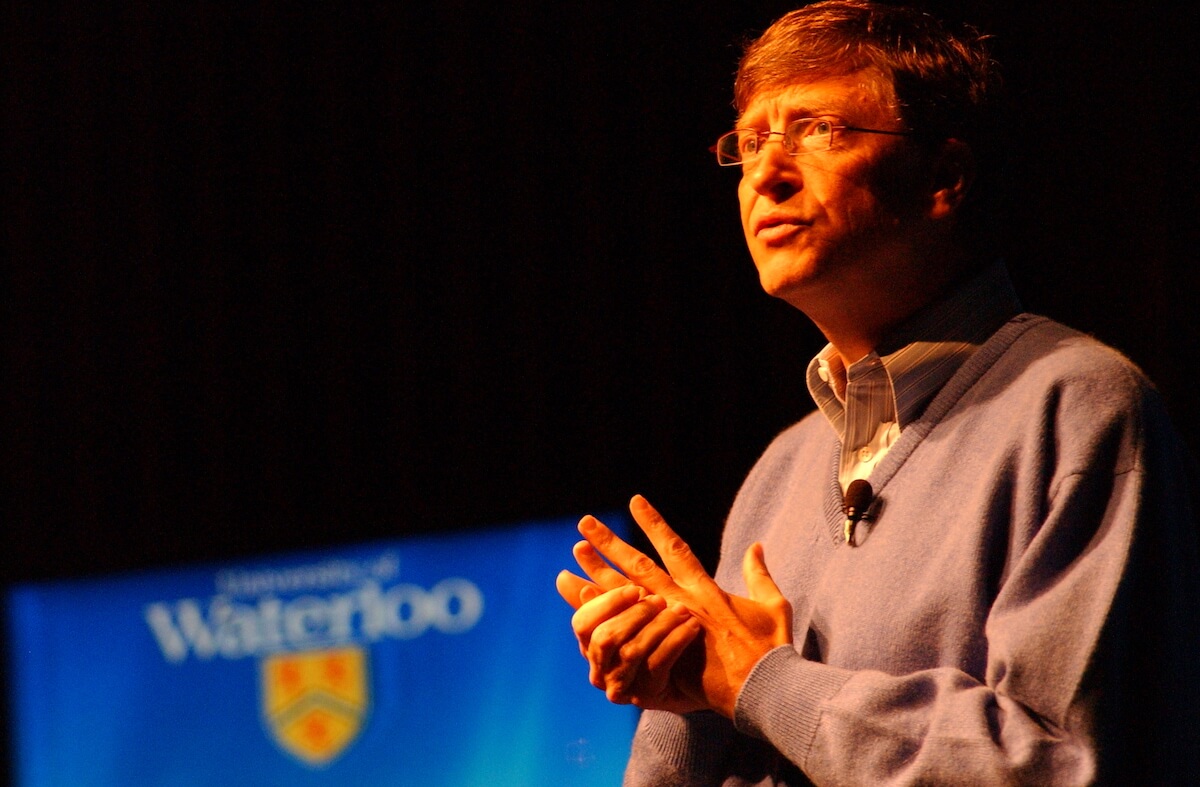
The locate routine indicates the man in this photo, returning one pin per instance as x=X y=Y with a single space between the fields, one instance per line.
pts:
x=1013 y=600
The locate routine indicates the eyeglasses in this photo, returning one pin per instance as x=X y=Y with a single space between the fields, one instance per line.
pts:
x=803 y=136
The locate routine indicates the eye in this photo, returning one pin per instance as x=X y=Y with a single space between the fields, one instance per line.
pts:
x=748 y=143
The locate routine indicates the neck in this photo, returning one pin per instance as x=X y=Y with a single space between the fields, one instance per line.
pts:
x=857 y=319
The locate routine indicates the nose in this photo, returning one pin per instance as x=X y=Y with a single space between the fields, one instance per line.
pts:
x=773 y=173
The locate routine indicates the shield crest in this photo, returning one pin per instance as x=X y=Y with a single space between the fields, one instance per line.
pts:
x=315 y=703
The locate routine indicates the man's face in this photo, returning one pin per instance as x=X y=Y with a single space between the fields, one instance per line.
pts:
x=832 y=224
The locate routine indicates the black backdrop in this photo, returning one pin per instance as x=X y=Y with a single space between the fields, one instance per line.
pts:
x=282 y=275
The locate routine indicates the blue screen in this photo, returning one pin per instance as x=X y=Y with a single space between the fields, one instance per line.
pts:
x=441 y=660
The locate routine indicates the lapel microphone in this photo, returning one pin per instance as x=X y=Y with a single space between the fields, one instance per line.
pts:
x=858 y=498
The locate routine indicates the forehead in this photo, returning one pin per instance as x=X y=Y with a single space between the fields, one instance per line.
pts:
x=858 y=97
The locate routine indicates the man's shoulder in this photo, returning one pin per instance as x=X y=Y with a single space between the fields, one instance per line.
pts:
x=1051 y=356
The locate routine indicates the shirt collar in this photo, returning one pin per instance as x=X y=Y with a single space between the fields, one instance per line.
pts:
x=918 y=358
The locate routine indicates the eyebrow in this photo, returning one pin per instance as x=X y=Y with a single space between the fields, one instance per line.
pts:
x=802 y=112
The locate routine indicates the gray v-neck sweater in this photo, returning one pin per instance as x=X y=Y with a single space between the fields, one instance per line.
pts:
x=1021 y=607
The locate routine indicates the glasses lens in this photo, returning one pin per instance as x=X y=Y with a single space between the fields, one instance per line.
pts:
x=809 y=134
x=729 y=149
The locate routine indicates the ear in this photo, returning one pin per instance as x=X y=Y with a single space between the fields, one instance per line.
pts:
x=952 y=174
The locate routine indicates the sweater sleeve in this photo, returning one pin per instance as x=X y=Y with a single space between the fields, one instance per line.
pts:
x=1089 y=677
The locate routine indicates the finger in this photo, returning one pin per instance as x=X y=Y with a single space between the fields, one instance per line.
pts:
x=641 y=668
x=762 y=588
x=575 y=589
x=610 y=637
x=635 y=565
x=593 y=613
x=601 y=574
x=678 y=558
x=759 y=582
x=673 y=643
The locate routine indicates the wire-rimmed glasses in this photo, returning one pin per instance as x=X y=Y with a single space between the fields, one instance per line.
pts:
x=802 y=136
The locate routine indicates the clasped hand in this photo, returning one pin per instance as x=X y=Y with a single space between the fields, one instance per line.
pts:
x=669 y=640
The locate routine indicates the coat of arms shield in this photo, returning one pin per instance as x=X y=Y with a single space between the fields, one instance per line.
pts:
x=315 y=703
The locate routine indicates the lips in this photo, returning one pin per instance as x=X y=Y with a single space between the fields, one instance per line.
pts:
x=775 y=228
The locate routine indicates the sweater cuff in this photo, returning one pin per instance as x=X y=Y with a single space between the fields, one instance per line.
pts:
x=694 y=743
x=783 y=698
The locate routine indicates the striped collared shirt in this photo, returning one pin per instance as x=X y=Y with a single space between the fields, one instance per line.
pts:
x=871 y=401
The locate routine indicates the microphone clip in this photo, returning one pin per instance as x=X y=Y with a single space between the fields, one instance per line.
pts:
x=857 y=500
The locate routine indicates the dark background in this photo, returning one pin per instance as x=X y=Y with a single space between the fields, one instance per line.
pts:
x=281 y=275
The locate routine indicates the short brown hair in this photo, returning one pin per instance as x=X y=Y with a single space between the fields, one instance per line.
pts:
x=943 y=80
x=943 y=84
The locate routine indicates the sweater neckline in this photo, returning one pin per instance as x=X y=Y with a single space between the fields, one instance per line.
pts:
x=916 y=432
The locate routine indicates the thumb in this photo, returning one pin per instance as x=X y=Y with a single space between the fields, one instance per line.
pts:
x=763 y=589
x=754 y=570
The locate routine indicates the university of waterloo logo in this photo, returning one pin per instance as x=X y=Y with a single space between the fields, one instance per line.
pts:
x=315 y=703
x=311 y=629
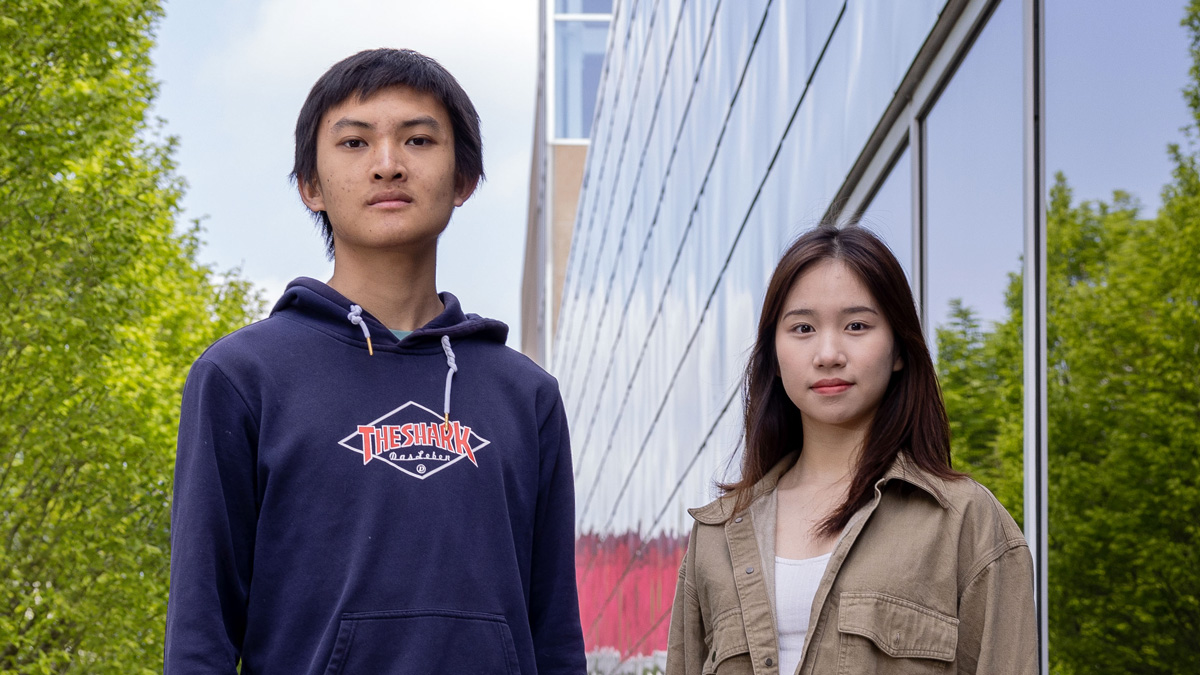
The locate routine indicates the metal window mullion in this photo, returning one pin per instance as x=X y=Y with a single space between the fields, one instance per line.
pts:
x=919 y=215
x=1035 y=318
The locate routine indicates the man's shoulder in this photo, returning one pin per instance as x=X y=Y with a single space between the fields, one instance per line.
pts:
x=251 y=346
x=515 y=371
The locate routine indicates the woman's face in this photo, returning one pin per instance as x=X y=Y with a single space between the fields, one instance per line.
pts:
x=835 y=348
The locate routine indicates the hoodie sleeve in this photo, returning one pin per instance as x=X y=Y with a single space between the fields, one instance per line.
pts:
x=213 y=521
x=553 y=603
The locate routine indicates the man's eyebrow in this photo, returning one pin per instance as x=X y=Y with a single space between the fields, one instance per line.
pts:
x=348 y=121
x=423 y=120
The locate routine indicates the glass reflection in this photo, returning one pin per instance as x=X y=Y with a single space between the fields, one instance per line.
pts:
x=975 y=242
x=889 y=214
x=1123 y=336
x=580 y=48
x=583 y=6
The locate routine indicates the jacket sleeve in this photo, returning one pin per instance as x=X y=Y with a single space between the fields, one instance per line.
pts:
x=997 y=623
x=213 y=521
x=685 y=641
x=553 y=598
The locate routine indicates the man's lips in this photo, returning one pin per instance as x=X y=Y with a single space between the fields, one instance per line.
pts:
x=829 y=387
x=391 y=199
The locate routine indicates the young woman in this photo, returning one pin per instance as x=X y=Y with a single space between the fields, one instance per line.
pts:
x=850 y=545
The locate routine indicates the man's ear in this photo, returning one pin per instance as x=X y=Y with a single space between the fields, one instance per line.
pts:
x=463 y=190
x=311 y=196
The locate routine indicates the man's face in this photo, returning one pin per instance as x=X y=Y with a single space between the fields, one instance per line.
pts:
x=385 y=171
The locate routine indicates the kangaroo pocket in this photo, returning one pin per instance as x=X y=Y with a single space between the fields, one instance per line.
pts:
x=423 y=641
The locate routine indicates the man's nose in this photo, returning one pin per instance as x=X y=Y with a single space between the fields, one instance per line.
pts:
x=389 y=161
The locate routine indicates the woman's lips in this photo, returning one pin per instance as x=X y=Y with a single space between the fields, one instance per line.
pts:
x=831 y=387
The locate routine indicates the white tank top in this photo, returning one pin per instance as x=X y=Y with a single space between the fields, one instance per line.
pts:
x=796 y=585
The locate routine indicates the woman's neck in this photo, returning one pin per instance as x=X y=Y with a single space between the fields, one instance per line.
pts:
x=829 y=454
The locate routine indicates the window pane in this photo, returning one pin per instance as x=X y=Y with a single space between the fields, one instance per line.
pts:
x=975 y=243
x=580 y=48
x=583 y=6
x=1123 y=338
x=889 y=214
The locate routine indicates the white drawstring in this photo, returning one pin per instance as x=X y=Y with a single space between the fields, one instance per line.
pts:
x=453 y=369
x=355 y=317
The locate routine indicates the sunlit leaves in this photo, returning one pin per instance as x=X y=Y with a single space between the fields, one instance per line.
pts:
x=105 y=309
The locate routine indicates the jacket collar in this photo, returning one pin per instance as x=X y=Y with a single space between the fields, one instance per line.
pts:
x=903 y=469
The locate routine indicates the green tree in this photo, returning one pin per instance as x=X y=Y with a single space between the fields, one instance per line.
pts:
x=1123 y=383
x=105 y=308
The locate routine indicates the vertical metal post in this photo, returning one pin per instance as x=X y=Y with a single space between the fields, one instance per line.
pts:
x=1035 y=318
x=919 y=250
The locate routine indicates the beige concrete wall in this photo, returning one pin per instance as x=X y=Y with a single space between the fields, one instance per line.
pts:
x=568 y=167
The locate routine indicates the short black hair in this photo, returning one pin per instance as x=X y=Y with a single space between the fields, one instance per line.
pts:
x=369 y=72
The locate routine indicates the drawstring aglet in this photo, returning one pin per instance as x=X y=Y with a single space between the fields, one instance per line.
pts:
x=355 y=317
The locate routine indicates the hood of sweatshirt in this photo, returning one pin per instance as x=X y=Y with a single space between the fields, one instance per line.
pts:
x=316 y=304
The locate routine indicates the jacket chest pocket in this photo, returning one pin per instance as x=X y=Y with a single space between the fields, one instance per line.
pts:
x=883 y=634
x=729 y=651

## Assigned task
When "lips" shows up in a line of the material, report that line.

## Answer section
The locate routine indicates the lips in this photo, returning one pin per instance as x=X y=Y with a single space between the fields, one instance per line.
The locate routine indicates the man's lips in this photo, returning one pin per instance as x=X y=Y with a single space between the fields, one instance per line.
The locate routine indicates the woman's lips in this photo, returning one pin per instance as x=X y=Y with a single space between the fields, one instance per line.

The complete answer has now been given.